It is remarkably difficult to get him to lose all that stiffness, to adopt a posture at all natural. If you want him to, say, hold a mobile phone then you have to place it exactly right in his palm, get all his fingers curved so they are touching the phone without actually shoved into it. Then swing his shoulder and forearm up so the phone is somewhere near his head, a surprisingly tricky task. Then figure out what his other arm, the one not really doing anything, should look like. It isn't drawing properly. It is much easier. But you have to learn some of the same skills to turn a vague idea inside your head into a precise image. And along the way, rather a lot of different parts of the body. I now know what a lacrimal is, for example, and that there really are more muscles in the arm than there needs to be.

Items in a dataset
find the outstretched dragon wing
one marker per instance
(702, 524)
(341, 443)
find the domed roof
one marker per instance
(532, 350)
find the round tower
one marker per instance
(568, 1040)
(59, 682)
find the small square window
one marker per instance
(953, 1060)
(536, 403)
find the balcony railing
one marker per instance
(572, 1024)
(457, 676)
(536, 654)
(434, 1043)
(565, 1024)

# QUESTIONS TO ANSWER
**A)** Retype the passage about posing a figure from "It is remarkably" to "needs to be.".
**B)** For each statement, decide whether it agrees with the passage about posing a figure. Answer yes or no, and quote the words that settle it. (i) The writer finds it easy to get the figure into a natural posture. (ii) The writer says the activity isn't drawing properly. (iii) The writer has learned what a lacrimal is.
Rely solely on the passage about posing a figure.

# ANSWER SECTION
**A)**
It is remarkably difficult to get him to lose all that stiffness, to adopt a posture at all natural. If you want him to, say, hold a mobile phone then you have to place it exactly right in his palm, get all his fingers curved so they are touching the phone without actually shoved into it. Then swing his shoulder and forearm up so the phone is somewhere near his head, a surprisingly tricky task. Then figure out what his other arm, the one not really doing anything, should look like. It isn't drawing properly. It is much easier. But you have to learn some of the same skills to turn a vague idea inside your head into a precise image. And along the way, rather a lot of different parts of the body. I now know what a lacrimal is, for example, and that there really are more muscles in the arm than there needs to be.

**B)**
(i) No: "It is remarkably difficult to get him to lose all that stiffness, to adopt a posture at all natural."
(ii) Yes: "It isn't drawing properly."
(iii) Yes: "I now know what a lacrimal is"